◆ Prompt
Rewrite the records below so that each "Target" becomes "Label", with nothing else altered, and omit the pictures.

◆ Data to process

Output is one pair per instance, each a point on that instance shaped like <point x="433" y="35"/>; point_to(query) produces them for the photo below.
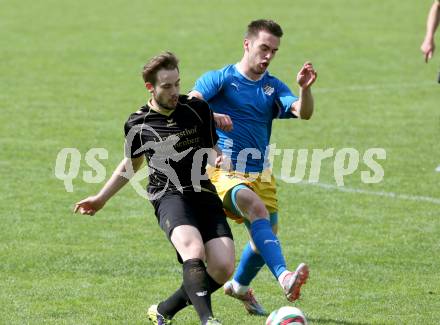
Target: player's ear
<point x="149" y="86"/>
<point x="246" y="44"/>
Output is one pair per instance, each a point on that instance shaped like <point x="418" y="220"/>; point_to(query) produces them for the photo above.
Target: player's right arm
<point x="121" y="175"/>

◆ Result of the task
Output is one pair per instance, each a point on that instance shaped like <point x="433" y="35"/>; point_to(query) produces them for the photo below.
Label: player's ear
<point x="149" y="86"/>
<point x="246" y="44"/>
Output is one pair per instance, each a point on that instance shaped like <point x="418" y="220"/>; point_to(query) produces them for the photo above.
Label: player's right arm
<point x="121" y="175"/>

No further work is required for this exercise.